Carry on the court opinion on the evidence rulings in the fraud case, beginning right after its last sentence.

Text segment:
────────

This rule is followed in Jones v. Ins. Co., 184 Mo. App. 402, 171 S.W. 28; Manheimer v. Harrington, 20 Mo. App. 297; Stonemetz v. Head, 248 Mo. 243, 154 S.W. 108. Applied to the facts of the case at bar, the rule leads us to the inescapable conclusion that there was no error in the admission of the evidence under discussion, as tending to prove the charge of fraud.

Likewise there was no error in admitting in evidence the record in the ejectment suit instituted by plaintiff against Simpson in Andrew County. This record, *295 consisting of the petition and summons in that suit, contained nothing reflecting on, or referring to, S.D. Burnett. Nor did it contain anything prejudicial to him. It merely established by the best evidence that plaintiff herein brought a suit in ejectment against Simpson to recover the land. The covenant not to sue executed by her was introduced to show that she did settle with him and the amount she was paid in such settlement, and before it was read to the jury all prejudicial references to Burnett were stricken out by the court. Defendant's abstract shows that the whole of said covenant was introduced in evidence and read to the jury. Plaintiff's additional abstract shows what was actually done. There was no prejudicial error in the admission of the covenant in evidence.

The fourth assignment of error is similar in character and is directed against the action of the court in admitting testimony of witnesses as to what occurred in the removal proceedings in connection with the production by appellant of respondent's quit-claim deed. As that suit was between the parties hereto and the only issue was whether or not Mrs. Bertina Boyles was the widow of Bloomer C. Boyles, there was nothing in that proceeding that could have injured defendant unjustly, and there was no error in the admission of this evidence.

The above rulings apply with equal force to charges of error numbered 5, 6, 7 and 8, all of which refer to the admission, over defendant's objections, of evidence tending to prove the charge of fraud.

It is insisted there was error in that the itemized expenses shown by plaintiff to have been incurred in the ejectment suit in Andrew County were not shown to be reasonable expenditures. The record discloses that except in some small items, these amounts were shown to be reasonable. These small items consist of traveling expenses, telephone bills, hotel bills and the like. The record fails to show any evidence on the part of defendant to refute the reasonableness of these items. If small items are such as the jury would know without *296 evidence were reasonable, then this meets the objection. We hold there was no error in this respect.

────────

Collected data:

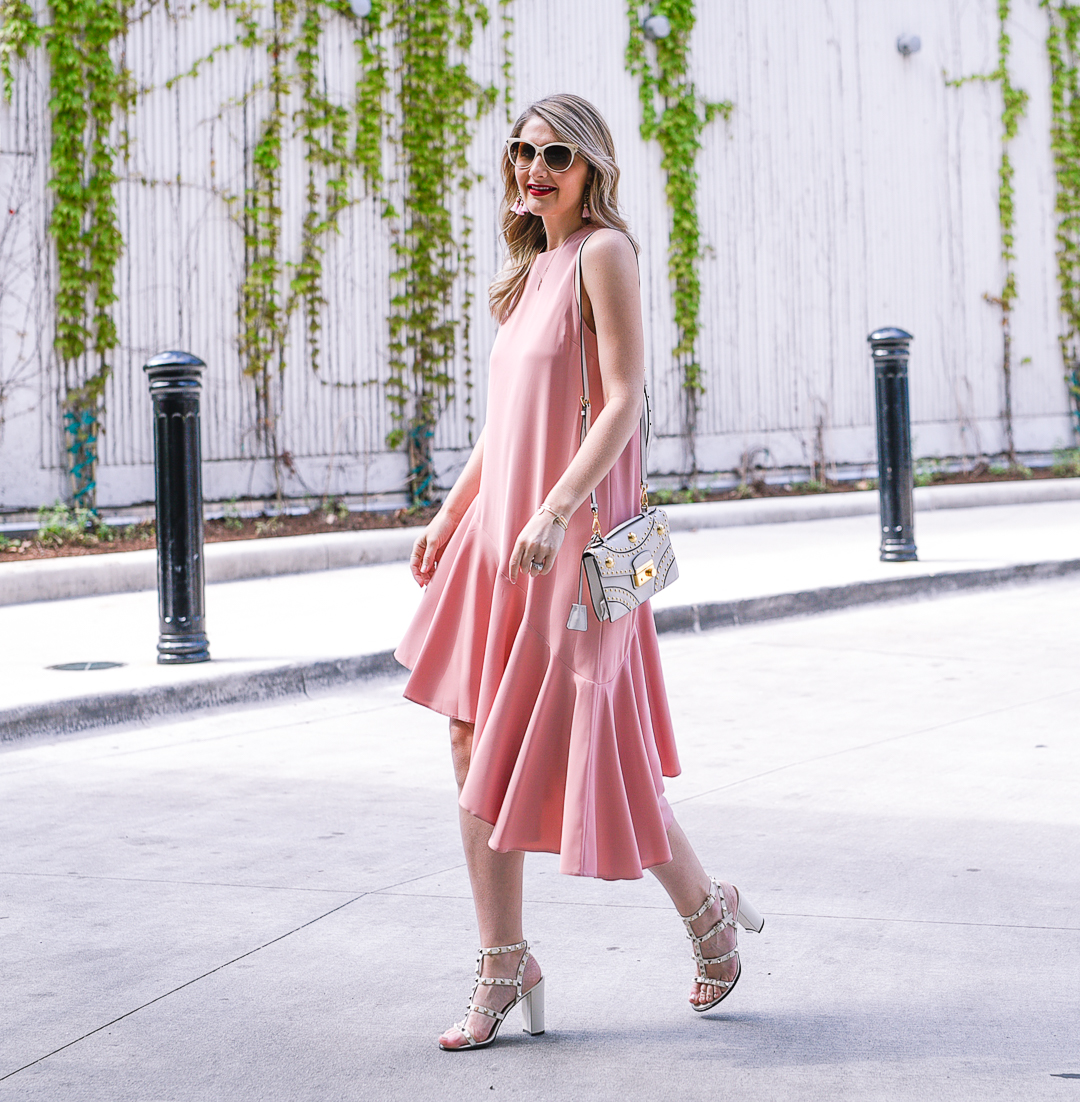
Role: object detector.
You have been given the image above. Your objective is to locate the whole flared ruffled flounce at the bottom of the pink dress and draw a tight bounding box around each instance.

────────

Answer space:
Further defendant urges that attorney fees were not a proper element of damage. Cases are cited in support of this objection, but an examination of them discloses they are not applicable to the case at bar for the reason that they refer to attorney fees in cases then on trial. This question was decided against the contention of defendant by this court in the case of Myers v. Adler, 188 Mo. App. 607, 176 S.W. 538, whre it is said, l.c. 616:

"The expenditure was made necessary by defendant's wrong. If plaintiffs had not defended the suit they would have lost an amount equal to the value of their property. But by defending and defeating it their loss was reduced from that amount to the expense incurred in attaining that end. It was their duty to reduce the loss as low as possible. And the expenses incurred by them in reducing the damages flowing from the wrongful act are recoverable as a part of their damages. [13 Cyc. 78.]"

[See, also, Rieger v. Accident Co., 202 Mo. App. 184,215 S.W. 920.] The item of attorney fees was proper, under the authorities cited.

Defendant further objects that the verdict for $4,000 punitive damages was not warranted by the evidence. No reasons are given for this position unless we find them in the assignments of error as a whole, but nowhere does there appear any substantial basis for the contention. The facts strongly tend to show and the jury evidently believed defendant had committed an intentional and malicious wrong against plaintiff. The jury are the triers of fact and we are not authorized to disturb their finding, absent palpable error. There is no such error here, and we rule against defendant on this point. [Franz v. Hilterbrand, 45 Mo. 121; Grier v. Railroad, 228 S.W. 460 (Mo.); Knoell v. Railroad, 198 S.W. 79 (Mo. App.)]

Finally defendant charges error in the giving of *297 plaintiff's instruction No. 3, for the reason that it does not distinguish between ill will and mere wrongful act. The instruction reads:

"The court further instructs the jury that no ill will or hatred or personal spite is necessary to create legal malice. Malice, as used in these instructions, means the intentional doing of a wrongful act, without just cause or excuse."

It is insisted this instruction is in conflict with defendant's instruction No. 11, and that it is erroneous because it omits the word "actual" before the words "ill will or hatred or personal spite."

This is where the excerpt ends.